Langsung ke konten

Langsung ke daftar isi

Haruskah Pemimpin Agama Berpolitik?

Haruskah Pemimpin Agama Berpolitik?

Haruskah Pemimpin Agama Berpolitik?

KETERLIBATAN dalam politik dapat membantu orang miskin, kata seorang uskup agung Kanada kepada para peziarah . . . Sekalipun sistem politik tampaknya tidak sesuai dengan kehendak Allah, ’kita perlu terlibat sehingga kita dapat mewujudkan keadilan bagi orang miskin’.”​—Catholic News.

Laporan tentang pemimpin agama senior yang angkat suara mendukung keterlibatan dalam politik sudah sering terdengar; juga tentang pemimpin agama yang memegang jabatan politik. Beberapa telah berupaya membersihkan politik. Yang lainnya dikagumi dan dikenang karena kampanye mereka tentang isu-isu seperti kesederajatan ras dan penghapusan perbudakan.

Meskipun demikian, banyak orang awam merasa resah ketika para pengkhotbah mereka berpihak dalam isu-isu politik. ”Hadirin gereja Protestan-lah yang kadang-kadang mempertanyakan keterlibatan pemimpin agama mereka dalam masyarakat,” kata sebuah artikel tentang teologi politik dalam majalah Christian Century. Banyak orang yang religius merasa bahwa gereja merupakan tempat yang terlalu sakral untuk politik.

Ini menimbulkan beberapa pertanyaan menarik yang patut dipikirkan oleh semua orang yang ingin melihat dunia yang lebih baik. Dapatkah para pengkhotbah Kekristenan membersihkan politik yang korup? * Apakah berpolitik merupakan cara Allah untuk mencapai pemerintahan yang lebih baik dan dunia yang lebih baik? Apakah Kekristenan didirikan guna memperkenalkan cara baru untuk berpolitik?

### [CATATAN DATA]
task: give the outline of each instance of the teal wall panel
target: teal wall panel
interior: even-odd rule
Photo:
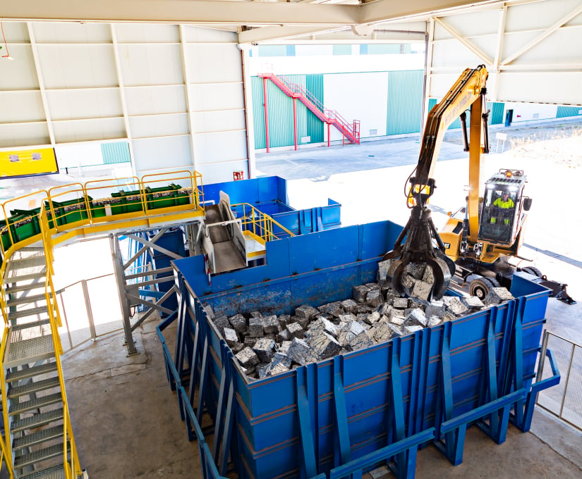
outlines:
[[[101,154],[103,163],[111,165],[115,163],[130,163],[129,145],[127,142],[115,142],[114,143],[102,143]]]
[[[420,131],[423,82],[422,70],[388,72],[387,135]]]
[[[562,118],[564,116],[578,116],[580,115],[581,111],[582,111],[582,107],[581,106],[558,106],[556,118]]]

### [DAFTAR TUGAS]
1. Salin dengan tepat bagian teks tentang pemimpin agama dan politik, dimulai dari "Meskipun demikian, banyak" dan diakhiri dengan "sakral untuk politik.".
2. Tuliskan kelanjutan teks tentang pemimpin agama dan politik, dimulai tepat setelah kalimat terakhir yang tercantum.

### [DAFTAR JAWABAN]
1.
Meskipun demikian, banyak orang awam merasa resah ketika para pengkhotbah mereka berpihak dalam isu-isu politik. ”Hadirin gereja Protestan-lah yang kadang-kadang mempertanyakan keterlibatan pemimpin agama mereka dalam masyarakat,” kata sebuah artikel tentang teologi politik dalam majalah Christian Century. Banyak orang yang religius merasa bahwa gereja merupakan tempat yang terlalu sakral untuk politik.

2.
Bagaimana Politik dalam Nama Kristus Berawal

Dalam The Early Church, sejarawan Henry Chadwick mengatakan bahwa sidang Kristen masa awal dikenal ”tidak berminat untuk memiliki kekuasaan di dunia ini”. Sidang itu merupakan ”komunitas yang tidak berpolitik, tidak menimbulkan kegaduhan, dan menentang kekerasan”. A History of Christianity mengatakan, ”Ada keyakinan yang secara luas dipegang oleh orang Kristen bahwa tidak satu pun dari mereka yang boleh memegang jabatan negara . . . Hingga awal abad ketiga, Hipolitus mengatakan bahwa kebiasaan Kristen yang bersejarah menuntut seorang pejabat sipil melepaskan jabatannya sebagai syarat untuk bergabung dengan Gereja.” Namun, lambat laun, orang-orang yang haus kekuasaan mulai menjalankan kepemimpinan di banyak sidang, memberi diri mereka sendiri gelar yang muluk-muluk. (Kisah 20:29, 30) Beberapa ingin menjadi pemimpin agama sekaligus politisi. Suatu perubahan mendadak dalam pemerintahan Roma memberi pemimpin agama seperti itu peluang yang mereka inginkan.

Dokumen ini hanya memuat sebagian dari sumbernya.